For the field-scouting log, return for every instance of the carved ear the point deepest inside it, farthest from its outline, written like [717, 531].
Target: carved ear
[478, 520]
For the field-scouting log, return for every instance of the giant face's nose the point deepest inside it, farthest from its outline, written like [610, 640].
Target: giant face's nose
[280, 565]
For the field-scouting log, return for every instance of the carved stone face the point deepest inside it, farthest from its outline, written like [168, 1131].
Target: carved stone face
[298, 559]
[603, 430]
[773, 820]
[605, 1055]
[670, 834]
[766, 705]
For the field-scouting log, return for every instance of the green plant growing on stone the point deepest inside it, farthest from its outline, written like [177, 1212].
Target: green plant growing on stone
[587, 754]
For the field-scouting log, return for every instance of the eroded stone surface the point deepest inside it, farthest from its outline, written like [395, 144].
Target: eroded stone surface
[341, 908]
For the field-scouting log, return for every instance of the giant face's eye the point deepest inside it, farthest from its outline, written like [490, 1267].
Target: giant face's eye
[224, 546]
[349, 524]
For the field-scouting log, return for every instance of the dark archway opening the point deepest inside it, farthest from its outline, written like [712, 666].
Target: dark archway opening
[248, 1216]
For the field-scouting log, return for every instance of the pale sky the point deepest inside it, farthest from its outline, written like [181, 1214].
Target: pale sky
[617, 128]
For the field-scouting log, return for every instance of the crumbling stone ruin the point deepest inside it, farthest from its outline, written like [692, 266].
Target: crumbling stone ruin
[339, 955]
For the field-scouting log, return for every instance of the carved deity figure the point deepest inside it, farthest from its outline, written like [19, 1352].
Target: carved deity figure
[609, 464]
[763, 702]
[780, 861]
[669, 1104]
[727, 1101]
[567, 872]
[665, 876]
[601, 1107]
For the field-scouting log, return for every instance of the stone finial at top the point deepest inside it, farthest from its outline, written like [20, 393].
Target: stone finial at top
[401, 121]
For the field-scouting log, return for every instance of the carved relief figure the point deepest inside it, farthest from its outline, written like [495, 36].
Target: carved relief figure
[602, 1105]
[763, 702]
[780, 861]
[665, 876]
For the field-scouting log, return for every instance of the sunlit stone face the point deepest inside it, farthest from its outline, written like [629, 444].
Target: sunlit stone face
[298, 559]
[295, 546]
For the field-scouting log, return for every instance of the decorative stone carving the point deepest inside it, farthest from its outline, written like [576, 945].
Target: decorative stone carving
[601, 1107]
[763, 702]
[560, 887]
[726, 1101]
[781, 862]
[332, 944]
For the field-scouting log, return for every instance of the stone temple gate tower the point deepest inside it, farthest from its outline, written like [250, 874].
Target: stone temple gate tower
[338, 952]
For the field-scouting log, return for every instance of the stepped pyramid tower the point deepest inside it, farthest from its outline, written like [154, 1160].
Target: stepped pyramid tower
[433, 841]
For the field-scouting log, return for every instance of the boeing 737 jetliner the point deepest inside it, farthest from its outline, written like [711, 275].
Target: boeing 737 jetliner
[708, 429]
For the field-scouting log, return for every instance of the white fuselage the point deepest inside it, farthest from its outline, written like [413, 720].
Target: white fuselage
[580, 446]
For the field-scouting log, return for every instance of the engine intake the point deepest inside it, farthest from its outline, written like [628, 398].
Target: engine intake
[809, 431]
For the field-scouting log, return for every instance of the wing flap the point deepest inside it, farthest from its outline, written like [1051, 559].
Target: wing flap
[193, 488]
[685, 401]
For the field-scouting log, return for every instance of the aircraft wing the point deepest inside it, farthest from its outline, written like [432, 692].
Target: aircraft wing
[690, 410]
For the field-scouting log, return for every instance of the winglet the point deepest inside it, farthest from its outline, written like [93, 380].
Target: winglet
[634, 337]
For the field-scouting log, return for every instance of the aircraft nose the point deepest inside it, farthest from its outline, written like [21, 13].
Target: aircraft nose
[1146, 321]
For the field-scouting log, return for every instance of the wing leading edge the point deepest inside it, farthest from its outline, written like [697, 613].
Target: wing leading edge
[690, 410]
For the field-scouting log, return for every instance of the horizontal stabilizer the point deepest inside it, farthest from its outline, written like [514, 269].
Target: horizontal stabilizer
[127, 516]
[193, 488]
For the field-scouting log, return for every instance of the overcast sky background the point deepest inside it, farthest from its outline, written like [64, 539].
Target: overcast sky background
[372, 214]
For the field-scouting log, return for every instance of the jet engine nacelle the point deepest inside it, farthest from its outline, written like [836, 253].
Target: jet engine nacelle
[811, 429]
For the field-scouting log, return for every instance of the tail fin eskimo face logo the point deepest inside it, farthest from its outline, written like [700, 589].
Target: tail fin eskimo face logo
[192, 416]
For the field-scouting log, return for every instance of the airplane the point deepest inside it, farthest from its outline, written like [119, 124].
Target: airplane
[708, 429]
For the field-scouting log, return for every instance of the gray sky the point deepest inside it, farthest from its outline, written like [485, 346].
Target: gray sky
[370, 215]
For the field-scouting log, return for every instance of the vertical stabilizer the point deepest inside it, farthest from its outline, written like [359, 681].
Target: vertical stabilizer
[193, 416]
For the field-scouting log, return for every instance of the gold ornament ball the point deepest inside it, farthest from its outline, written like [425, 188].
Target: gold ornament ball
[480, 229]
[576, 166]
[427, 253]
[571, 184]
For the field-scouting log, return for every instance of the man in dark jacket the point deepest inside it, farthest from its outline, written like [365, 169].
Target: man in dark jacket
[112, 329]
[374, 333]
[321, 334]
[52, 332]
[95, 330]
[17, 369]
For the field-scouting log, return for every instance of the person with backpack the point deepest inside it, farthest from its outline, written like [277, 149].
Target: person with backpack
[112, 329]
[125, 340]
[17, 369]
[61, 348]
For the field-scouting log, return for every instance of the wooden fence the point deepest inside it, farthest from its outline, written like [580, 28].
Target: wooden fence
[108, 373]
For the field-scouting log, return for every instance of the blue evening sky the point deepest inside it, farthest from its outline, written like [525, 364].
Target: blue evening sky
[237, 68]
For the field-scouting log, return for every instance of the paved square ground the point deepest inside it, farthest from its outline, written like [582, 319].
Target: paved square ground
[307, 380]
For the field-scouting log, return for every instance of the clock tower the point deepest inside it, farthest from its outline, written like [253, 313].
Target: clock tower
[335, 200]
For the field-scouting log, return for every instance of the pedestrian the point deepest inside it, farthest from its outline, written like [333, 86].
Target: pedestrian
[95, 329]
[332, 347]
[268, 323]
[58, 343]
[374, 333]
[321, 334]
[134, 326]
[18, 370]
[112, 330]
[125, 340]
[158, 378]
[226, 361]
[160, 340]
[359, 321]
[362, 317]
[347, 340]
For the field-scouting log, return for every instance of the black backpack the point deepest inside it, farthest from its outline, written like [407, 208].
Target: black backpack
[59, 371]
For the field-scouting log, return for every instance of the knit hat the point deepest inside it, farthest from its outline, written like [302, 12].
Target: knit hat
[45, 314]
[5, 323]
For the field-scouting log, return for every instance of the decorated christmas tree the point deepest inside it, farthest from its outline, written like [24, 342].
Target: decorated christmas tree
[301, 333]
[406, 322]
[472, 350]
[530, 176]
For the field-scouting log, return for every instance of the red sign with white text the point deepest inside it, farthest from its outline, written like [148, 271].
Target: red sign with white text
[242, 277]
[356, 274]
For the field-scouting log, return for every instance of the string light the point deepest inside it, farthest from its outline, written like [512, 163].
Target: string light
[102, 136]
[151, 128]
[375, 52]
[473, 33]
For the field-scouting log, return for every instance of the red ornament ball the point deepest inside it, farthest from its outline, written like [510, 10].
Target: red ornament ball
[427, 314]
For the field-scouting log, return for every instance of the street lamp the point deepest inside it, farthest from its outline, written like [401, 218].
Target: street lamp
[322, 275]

## WHAT YOU ARE ASKED TO DO:
Rewrite every one of the records above, changing "field-scouting log" to "site survey notes" and leaving everything else the same.

## THE RESULT:
For the site survey notes, return for every instance of the carved ear the point deepest inside it, farthest from its outline, written like [717, 531].
Target: carved ear
[478, 520]
For the site survey notes, return for every instance of the giant face's nose the point deepest inside it, farthest from its outline, written like [610, 640].
Target: giant face's nose
[280, 565]
For the site survey notes, return for every instance of the carved stone face the point deepest inside it, farthest from its outline, written like [168, 1131].
Target: carved stone face
[298, 559]
[603, 430]
[773, 820]
[605, 1055]
[670, 834]
[766, 705]
For the site survey notes, return for every instance of the green plant growing on stone the point deepest inside it, farthest from its outline, written like [177, 1212].
Target: green plant growing on stone
[587, 754]
For the site survey notes, return for every instance of the eroded stone surface the point deepest inside it, farthest from its outline, written like [395, 144].
Target: eroded stone surface
[341, 908]
For the site survey notes, return for every instance of the giant face's eye the point deepest inside it, farthest from its outline, written like [490, 1267].
Target: giant face's eye
[224, 546]
[349, 524]
For the site survey notes, return for every instance of the dark archway opening the point deepest inside it, farthest from its outline, written like [712, 666].
Target: dark archway opening
[248, 1216]
For the site survey notes, return for every instance of the pale sky the point deepest inside it, farthest from its outline, written like [181, 1214].
Target: pale sky
[617, 128]
For the site survey notes, return for every instance of the crumbling stone ruin the point deepest inside it, farthest from its outline, written like [692, 266].
Target: crumbling stone ruin
[339, 955]
For the site survey notes, return for every instance of the carved deity figure the point deepest inside it, farthest from its outline, written like [19, 1352].
Target: carved deity figure
[609, 464]
[763, 702]
[780, 861]
[669, 1104]
[727, 1101]
[567, 872]
[665, 876]
[601, 1107]
For the site survey notes, return for every instance of the stone finial at top the point deepest inside it, farthest from its outline, written like [20, 393].
Target: stone finial at top
[401, 121]
For the site survey notes, return for every instance of the carved relief figure the point deepest inside it, farthest from its outline, written like [495, 36].
Target: carved relief figure
[602, 1105]
[763, 702]
[780, 861]
[665, 876]
For the site survey notes, return for every instance of the sunlit stone face the point deepest inside it, farthest from its outline, written like [629, 444].
Target: sunlit stone face
[298, 559]
[295, 546]
For the site survey notes, return for every instance of the decorative stone carving the point deepest inside it, farthest from its outline, written like [576, 945].
Target: decorative stone carving
[601, 1107]
[763, 702]
[560, 887]
[726, 1101]
[781, 862]
[332, 944]
For the site survey notes, return for every instance of the stone temple gate tower the point deepest inside it, farthest from its outline, written like [250, 874].
Target: stone temple gate tower
[338, 952]
For the site survey notes, return for every instance of the stepped pyramid tower the point deepest inside it, farthest from its outline, written like [154, 1160].
Target: stepped pyramid tower
[433, 841]
For the site survey notes, return for every instance of the boeing 737 jetliner the point deepest inside it, farthest from its outline, written like [711, 275].
Target: boeing 737 jetliner
[708, 429]
For the site survey notes, return for every instance of the white fuselage the point deepest inside it, farthest from its outline, written like [413, 720].
Target: white fuselage
[580, 446]
For the site survey notes, return for every instance of the engine intake the point deepest inside it, farthest from its outline, written like [628, 398].
Target: engine intake
[809, 431]
For the site survey notes, return for every instance of the wing flap the point deepest inside it, farthest from its outline, written like [1051, 559].
Target: wing flap
[193, 488]
[685, 401]
For the site survey notes, return for every instance of the aircraft wing the point deepest inside it, farthest from its outline, written like [432, 692].
Target: aircraft wing
[690, 410]
For the site survey notes, return for every instance of the winglet the point deepest inside it, farthest from its outline, written like [93, 380].
Target: winglet
[634, 337]
For the site survey notes, return for every instance of the aircraft nose the point deepest inside it, farthest from its outline, written like [21, 13].
Target: aircraft nose
[1146, 321]
For the site survey notes, return for every instance of the wing leading edge the point deepest inside it, farthest from its outline, written like [697, 613].
Target: wing leading edge
[690, 410]
For the site survey notes, return for every instance of the horizontal stabilizer the point deepest inside it, farthest from its outline, written like [514, 269].
Target: horizontal stabilizer
[127, 516]
[193, 488]
For the site survey notes, return for every instance of the overcast sky background the point deepest inside it, farthest from its outline, written like [64, 539].
Target: overcast sky background
[372, 214]
For the site survey notes, return for every instance of the jet engine nacelle the point deepest inside it, farthest from its outline, written like [836, 253].
Target: jet engine nacelle
[811, 429]
For the site survey notes, return for every instance of the tail fin eskimo face logo the point deepest inside it, farthest from its outline, written like [700, 589].
Target: tail fin eskimo face logo
[192, 416]
For the site survey notes, return for every instance of the airplane the point deepest inside it, farthest from its outline, written like [119, 124].
Target: airplane
[708, 429]
For the site survey notes, return for every instance of the gray sky the point deepest inside it, farthest from its outline, written like [485, 346].
Target: gray sky
[370, 215]
For the site survey notes, return for every instance of the vertical stabilizer the point deepest inside it, farthest from its outline, written like [359, 681].
Target: vertical stabilizer
[193, 416]
For the site survey notes, return for every instance of the gold ornament ball the point deepest inside it, farthest from its outline, written like [425, 188].
Target: gold ornament ball
[480, 229]
[576, 166]
[427, 253]
[571, 184]
For the site survey notes, return for every instance of the man in dark jacket the point deepest inside it, farthest from its outline, written like [365, 169].
Target: man in dark jacket
[112, 329]
[374, 333]
[321, 334]
[52, 332]
[95, 330]
[17, 369]
For the site survey notes, return for every instance of the person with backpack the point deepest inside it, farthest from its outline, written like [277, 149].
Target: person with backpack
[112, 329]
[125, 340]
[17, 369]
[61, 348]
For the site survey notes, return for every instance of the wooden fence the point deepest inside it, farthest from its outline, written like [580, 28].
Target: wooden fence
[108, 373]
For the site survey notes, return for every instance of the blue evening sky the point deepest inside it, farthest from its outline, written like [525, 364].
Target: blue evening sky
[237, 68]
For the site survey notes, return for every instance of the paved square ground the point deepest inside it, farthest from its outline, written like [582, 319].
Target: paved square ground
[307, 380]
For the site survey notes, return for every instance of the clock tower the point deepest inside it, farthest from its outline, written like [253, 313].
Target: clock tower
[335, 200]
For the site survey notes, return for every instance of the pedestrian the point deepest inside it, farthest from its outline, written like [333, 86].
Target: pedestrian
[95, 329]
[332, 347]
[268, 323]
[58, 343]
[374, 333]
[321, 334]
[134, 326]
[18, 370]
[112, 330]
[125, 340]
[158, 378]
[226, 361]
[160, 340]
[359, 321]
[362, 317]
[347, 340]
For the site survey notes, return for every instance of the black backpack the point deepest inside it, farthest from its outline, written like [407, 208].
Target: black backpack
[59, 371]
For the site survey notes, return for every instance of the knit hat the point deepest inside it, farthest from its outline, written like [302, 12].
Target: knit hat
[45, 314]
[5, 323]
For the site survey notes, return for every instance of the decorated christmas tree the point deepest inside it, farthest from its outline, written like [24, 342].
Target: decorated christmas tree
[301, 333]
[406, 322]
[472, 350]
[530, 176]
For the site survey notes, return for every instance of the red sign with white text the point deepest inside it, farthest from its outline, written like [148, 271].
Target: red sign with white text
[242, 277]
[356, 274]
For the site survey notes, return for every instance of the string light the point deepest inside it, farthest from its outline, written like [512, 163].
Target: string light
[102, 136]
[151, 128]
[375, 52]
[473, 33]
For the site survey notes, return for every instance of the red ornament ball the point deepest inside it, farthest from its outline, written like [510, 10].
Target: red ornament ball
[427, 314]
For the site survey notes, return for every instance of the street lamp the point deepest inside it, farthest from its outline, written like [401, 218].
Target: street lamp
[322, 275]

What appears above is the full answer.